What you will do:
**A.** Translate this sentence from the Slipmatt interview into Spanish: "A lot of people do, yeah, but the only hardcore I play these days is the old skool stuff."
**B.** Identify every line in the rows below that contains the string "head", and copy each one. Case counts.

# START OF Text block

Author: Jonty Adderley
Saturday, 19 April 2003
As well as releasing seminal breaks/ jungle anthem On A Ragga Tip in 1993, Slipmatt (aka Mathew Nelson) has long been recognised as of the founding fathers of hardcore, though these days he's more likely to spin funky house or trance. In fact, his latest single Space (co-produced with his original SL2 partner Lime) is a trance tune in its purest sense, complete with uplifting, harmonic chords, massive breakdown and final euphoric take-no-prisoners conclusion.

Though chatting to Skrufff's Jonty Adderley this week, he's equally keen to maintain some distance from the equally maligned genre.

"There's loads of commercial tripe coming out and it seems like the music's going downhill," says Matt.

"The same thing happened with the hardcore scene."

Skrufff (Jonty Adderley): Did you make your new single with Ibiza's Space superclub in mind-

Slipmatt: "We didn't actually, the tune just came out that way and there's no real connection though I do play at Space. We actually made the track over two years ago and have been playing it out for a couple of summers, no-one picked up on it then I ended up sending it a friend Tony Byrne (industry player), he went mad about it and he got us a deal."

Skrufff: What are the predictions for the track's success now-

Slipmatt: "It's looking alright we're hoping to go top 40 though I'm not sure how it will do. We've had some good feedback, we were number three in the tag chart where people phone up to hear tunes and we were next to Coldplay and Atomic Kitten and people like that, so looking at signs like that it looks really promising. But on the other hand John (his production partner Lime) went down to the HMV store in Lakeside today and they're not even stocking it."

Skrufff: Everybody still seems to think of you as hardcore, where do you stand on the genre-

Slipmatt: "A lot of people do, yeah, but the only hardcore I play these days is the old skool stuff. It depends what you call hardcore, I still enjoy it though what I do much more is play trance sets."

# END OF Text block
# START OF Data section

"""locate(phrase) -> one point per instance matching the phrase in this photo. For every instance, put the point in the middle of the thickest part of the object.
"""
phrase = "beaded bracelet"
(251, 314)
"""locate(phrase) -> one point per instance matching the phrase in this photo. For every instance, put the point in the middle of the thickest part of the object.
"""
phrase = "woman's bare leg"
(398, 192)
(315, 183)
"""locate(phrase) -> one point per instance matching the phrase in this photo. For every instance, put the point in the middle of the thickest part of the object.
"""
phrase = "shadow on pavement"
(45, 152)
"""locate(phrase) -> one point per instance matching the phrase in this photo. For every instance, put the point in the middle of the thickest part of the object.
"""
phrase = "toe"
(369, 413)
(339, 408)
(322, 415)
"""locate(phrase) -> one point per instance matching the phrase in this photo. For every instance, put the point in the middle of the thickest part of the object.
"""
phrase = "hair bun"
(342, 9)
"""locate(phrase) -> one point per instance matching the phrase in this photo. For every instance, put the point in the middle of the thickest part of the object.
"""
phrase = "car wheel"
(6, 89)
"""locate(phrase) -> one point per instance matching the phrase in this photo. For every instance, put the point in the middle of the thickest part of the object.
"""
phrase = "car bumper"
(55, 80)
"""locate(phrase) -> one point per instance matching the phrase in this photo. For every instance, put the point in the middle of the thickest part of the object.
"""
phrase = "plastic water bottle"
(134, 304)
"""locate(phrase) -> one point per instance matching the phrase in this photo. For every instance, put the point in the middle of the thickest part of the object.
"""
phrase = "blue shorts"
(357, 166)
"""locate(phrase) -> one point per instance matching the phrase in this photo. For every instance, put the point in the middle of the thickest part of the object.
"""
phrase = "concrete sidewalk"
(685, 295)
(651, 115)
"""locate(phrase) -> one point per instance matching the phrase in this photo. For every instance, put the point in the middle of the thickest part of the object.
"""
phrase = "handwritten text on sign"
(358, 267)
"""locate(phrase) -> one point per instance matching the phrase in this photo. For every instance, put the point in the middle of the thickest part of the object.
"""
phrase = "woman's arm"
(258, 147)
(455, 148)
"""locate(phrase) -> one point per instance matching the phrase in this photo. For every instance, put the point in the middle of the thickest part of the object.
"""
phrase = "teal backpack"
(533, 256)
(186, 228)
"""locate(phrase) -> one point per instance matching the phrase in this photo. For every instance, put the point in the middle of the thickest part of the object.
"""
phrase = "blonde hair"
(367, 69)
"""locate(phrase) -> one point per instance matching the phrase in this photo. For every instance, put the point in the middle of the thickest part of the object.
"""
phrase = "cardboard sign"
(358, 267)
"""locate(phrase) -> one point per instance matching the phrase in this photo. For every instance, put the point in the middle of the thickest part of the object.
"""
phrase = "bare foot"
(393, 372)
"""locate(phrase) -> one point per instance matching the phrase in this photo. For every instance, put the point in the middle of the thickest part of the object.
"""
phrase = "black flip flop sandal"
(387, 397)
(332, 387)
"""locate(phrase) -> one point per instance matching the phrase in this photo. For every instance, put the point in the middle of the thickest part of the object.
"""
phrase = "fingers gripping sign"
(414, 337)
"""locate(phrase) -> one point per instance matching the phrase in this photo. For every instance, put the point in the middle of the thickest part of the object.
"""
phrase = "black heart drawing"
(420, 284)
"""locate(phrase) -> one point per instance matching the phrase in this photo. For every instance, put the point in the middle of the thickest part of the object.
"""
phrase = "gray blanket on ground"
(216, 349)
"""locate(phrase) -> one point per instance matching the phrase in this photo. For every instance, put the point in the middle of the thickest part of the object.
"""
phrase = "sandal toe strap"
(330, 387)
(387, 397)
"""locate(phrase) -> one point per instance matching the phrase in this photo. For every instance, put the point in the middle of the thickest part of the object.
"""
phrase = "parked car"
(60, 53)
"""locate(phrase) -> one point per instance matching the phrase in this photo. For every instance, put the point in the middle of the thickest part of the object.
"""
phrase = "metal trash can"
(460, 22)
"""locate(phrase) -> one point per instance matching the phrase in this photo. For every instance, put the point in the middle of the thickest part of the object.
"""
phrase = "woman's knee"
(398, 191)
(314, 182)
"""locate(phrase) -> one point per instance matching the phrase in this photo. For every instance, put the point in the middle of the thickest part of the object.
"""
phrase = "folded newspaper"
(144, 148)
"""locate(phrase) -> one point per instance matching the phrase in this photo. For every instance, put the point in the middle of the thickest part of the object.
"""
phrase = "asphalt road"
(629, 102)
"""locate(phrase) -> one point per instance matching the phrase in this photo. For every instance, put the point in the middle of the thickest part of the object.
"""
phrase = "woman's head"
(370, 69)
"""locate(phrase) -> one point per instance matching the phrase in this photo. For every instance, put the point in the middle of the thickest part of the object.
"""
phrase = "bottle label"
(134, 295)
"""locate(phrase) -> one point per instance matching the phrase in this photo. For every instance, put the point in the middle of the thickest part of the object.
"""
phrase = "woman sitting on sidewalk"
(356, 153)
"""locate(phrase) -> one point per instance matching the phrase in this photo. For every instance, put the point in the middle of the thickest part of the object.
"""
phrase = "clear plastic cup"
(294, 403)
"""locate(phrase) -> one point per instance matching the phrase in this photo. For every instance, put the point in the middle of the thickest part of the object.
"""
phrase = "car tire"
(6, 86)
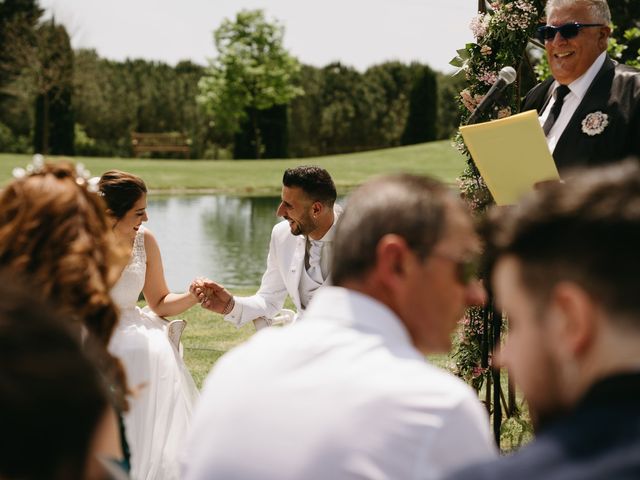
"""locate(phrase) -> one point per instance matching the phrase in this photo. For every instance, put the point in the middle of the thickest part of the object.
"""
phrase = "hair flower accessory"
(92, 186)
(595, 123)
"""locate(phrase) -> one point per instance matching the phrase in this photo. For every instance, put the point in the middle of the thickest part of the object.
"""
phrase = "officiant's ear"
(316, 208)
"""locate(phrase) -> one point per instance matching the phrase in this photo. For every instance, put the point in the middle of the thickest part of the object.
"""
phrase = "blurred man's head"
(408, 242)
(583, 36)
(308, 195)
(566, 266)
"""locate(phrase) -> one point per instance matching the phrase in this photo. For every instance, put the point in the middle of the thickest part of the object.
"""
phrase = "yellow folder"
(511, 154)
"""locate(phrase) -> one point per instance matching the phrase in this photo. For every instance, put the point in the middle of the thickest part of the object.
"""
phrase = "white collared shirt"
(578, 89)
(342, 395)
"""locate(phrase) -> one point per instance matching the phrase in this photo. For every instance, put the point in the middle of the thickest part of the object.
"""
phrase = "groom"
(299, 252)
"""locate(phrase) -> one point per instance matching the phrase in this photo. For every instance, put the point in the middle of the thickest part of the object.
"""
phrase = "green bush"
(11, 143)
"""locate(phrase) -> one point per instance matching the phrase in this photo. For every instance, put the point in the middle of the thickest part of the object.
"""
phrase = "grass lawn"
(207, 337)
(254, 177)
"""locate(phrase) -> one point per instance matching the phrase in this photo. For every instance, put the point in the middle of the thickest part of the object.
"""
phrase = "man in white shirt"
(590, 109)
(299, 252)
(347, 394)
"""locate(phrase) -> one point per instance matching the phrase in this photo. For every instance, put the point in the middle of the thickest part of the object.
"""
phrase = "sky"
(359, 33)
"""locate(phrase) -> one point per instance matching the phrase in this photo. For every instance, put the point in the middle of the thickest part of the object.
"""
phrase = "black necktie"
(561, 92)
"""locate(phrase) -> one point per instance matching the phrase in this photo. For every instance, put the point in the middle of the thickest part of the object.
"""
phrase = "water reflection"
(222, 237)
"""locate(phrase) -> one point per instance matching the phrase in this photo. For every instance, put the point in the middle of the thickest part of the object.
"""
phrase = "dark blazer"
(599, 440)
(615, 91)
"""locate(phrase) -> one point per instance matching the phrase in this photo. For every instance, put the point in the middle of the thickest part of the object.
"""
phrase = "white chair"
(174, 332)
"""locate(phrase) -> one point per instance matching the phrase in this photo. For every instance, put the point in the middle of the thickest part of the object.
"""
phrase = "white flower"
(92, 185)
(595, 123)
(18, 172)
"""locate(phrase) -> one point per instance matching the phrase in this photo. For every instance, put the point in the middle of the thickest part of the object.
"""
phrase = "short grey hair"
(599, 9)
(410, 206)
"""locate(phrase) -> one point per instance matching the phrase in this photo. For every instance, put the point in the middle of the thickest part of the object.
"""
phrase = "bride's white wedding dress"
(160, 412)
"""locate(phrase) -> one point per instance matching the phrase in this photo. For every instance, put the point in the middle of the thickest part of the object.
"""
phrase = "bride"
(160, 412)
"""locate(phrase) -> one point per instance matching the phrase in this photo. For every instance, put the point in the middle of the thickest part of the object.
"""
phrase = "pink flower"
(479, 25)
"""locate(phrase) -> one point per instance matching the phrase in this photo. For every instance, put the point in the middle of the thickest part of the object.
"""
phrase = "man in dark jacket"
(590, 109)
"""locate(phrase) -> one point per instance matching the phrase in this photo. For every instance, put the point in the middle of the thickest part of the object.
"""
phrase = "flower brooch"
(595, 123)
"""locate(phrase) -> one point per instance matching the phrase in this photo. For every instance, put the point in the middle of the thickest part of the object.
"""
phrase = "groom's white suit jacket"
(285, 264)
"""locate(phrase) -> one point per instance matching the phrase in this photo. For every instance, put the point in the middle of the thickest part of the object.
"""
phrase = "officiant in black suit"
(590, 109)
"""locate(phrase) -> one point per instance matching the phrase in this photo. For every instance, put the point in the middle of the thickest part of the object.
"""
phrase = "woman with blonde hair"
(54, 234)
(160, 414)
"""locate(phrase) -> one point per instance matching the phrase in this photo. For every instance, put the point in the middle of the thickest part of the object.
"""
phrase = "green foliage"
(54, 117)
(9, 142)
(253, 72)
(502, 35)
(113, 99)
(423, 113)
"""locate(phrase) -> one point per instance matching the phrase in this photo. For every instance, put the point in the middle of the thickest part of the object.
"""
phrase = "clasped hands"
(212, 295)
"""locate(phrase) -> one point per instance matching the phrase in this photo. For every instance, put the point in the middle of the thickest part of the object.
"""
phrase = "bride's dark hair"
(121, 190)
(55, 234)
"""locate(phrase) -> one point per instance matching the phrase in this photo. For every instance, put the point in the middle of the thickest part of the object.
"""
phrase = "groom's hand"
(215, 297)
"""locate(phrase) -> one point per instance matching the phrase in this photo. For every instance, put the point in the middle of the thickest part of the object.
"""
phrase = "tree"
(253, 72)
(625, 15)
(51, 67)
(18, 20)
(423, 105)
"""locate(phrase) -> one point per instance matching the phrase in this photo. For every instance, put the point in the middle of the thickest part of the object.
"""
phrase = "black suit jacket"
(599, 440)
(615, 91)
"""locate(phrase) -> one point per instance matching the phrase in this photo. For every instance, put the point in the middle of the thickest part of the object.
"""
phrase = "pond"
(225, 238)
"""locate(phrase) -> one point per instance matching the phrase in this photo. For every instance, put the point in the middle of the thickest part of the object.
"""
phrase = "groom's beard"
(304, 226)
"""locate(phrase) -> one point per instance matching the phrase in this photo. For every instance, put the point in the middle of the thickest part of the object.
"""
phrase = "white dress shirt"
(285, 267)
(571, 102)
(342, 395)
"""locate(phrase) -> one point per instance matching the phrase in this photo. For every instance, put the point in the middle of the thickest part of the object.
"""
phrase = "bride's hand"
(196, 288)
(215, 297)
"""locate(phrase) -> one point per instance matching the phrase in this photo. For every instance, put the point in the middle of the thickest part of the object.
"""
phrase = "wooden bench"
(160, 143)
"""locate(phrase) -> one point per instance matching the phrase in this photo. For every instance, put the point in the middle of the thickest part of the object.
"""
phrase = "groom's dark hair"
(314, 181)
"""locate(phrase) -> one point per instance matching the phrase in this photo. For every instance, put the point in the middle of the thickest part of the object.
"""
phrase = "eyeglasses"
(567, 31)
(466, 268)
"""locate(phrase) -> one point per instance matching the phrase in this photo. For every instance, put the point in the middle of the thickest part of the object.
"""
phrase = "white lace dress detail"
(160, 411)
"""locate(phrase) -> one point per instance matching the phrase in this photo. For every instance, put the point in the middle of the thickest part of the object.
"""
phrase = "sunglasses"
(567, 31)
(466, 268)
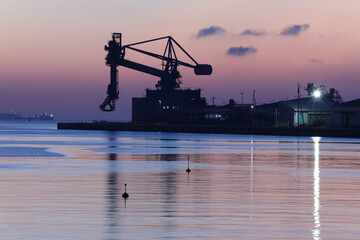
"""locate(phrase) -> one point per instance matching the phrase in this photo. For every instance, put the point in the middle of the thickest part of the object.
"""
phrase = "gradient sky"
(52, 56)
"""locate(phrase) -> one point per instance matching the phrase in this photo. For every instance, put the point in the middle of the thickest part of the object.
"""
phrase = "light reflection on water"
(240, 187)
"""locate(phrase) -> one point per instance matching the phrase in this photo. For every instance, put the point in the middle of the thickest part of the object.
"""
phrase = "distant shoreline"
(218, 129)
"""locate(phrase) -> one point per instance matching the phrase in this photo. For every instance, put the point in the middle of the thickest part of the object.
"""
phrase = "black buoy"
(125, 194)
(188, 169)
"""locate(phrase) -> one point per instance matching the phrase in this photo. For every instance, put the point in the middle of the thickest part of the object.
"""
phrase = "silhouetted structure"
(168, 74)
(346, 114)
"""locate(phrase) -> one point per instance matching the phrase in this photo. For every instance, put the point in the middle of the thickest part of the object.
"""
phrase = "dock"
(214, 129)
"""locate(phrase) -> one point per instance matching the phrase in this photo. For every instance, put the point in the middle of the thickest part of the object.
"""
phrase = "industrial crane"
(168, 74)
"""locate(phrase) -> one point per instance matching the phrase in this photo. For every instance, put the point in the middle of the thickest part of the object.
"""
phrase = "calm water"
(67, 184)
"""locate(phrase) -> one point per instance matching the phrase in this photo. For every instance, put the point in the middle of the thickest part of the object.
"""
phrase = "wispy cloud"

# END OF Data section

Outputs in order:
**A.** Mucha gente lo hace, sí, pero el único hardcore que pongo hoy en día es el material old skool.

**B.**
phrase = "woman's head"
phrase = "blurred man's head"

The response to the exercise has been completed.